-- EXERCISE INPUTS start --

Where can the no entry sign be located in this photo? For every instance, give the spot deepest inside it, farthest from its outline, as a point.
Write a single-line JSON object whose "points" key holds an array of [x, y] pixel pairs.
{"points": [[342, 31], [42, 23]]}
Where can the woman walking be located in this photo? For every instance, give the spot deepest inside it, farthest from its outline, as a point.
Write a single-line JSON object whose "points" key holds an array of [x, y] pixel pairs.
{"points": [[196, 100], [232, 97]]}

-- EXERCISE INPUTS end --
-- EXERCISE INPUTS start --

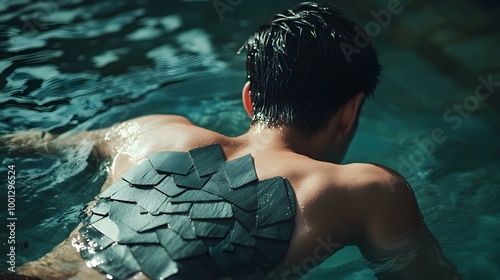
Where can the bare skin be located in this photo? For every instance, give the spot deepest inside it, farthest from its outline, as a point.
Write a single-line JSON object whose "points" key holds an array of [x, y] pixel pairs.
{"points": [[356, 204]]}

-- EXERCISE INPUTS end --
-- EXERCISE INPUTS start --

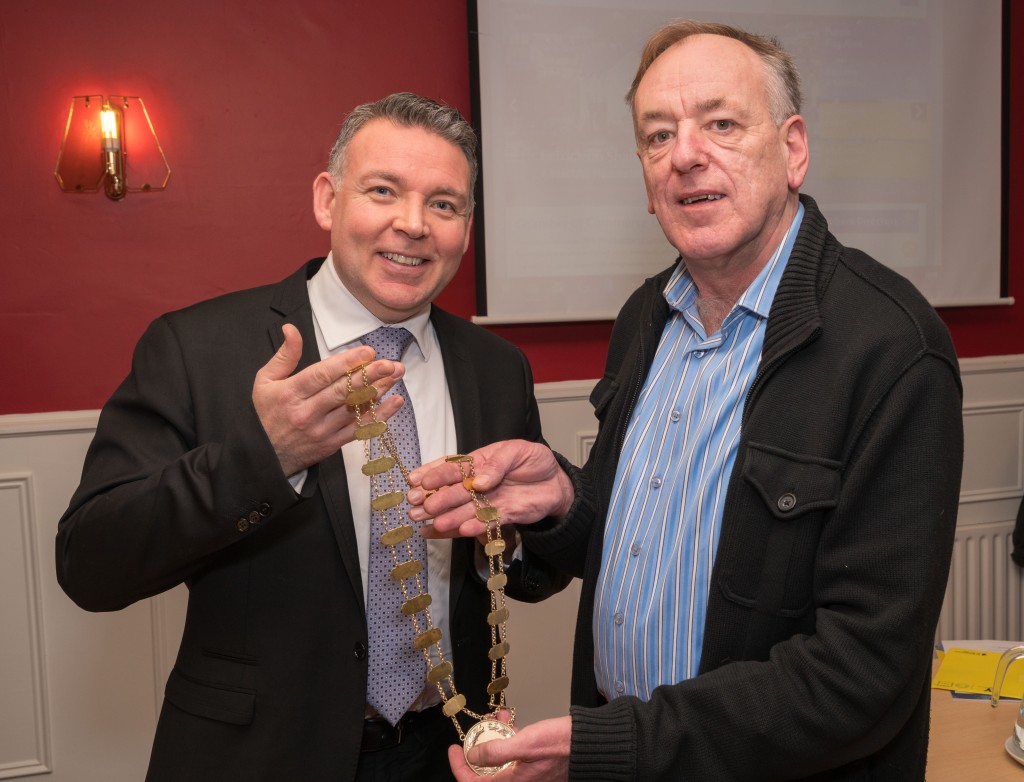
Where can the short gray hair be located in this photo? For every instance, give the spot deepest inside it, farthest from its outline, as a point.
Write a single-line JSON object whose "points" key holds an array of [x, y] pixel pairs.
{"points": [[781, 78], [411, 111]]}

-- EXERCISE INPUTS end --

» **TASK REQUIREMENTS**: Count the lines in the rows above that contain the string "entry". Reply with the number alone.

» **REPLY**: 1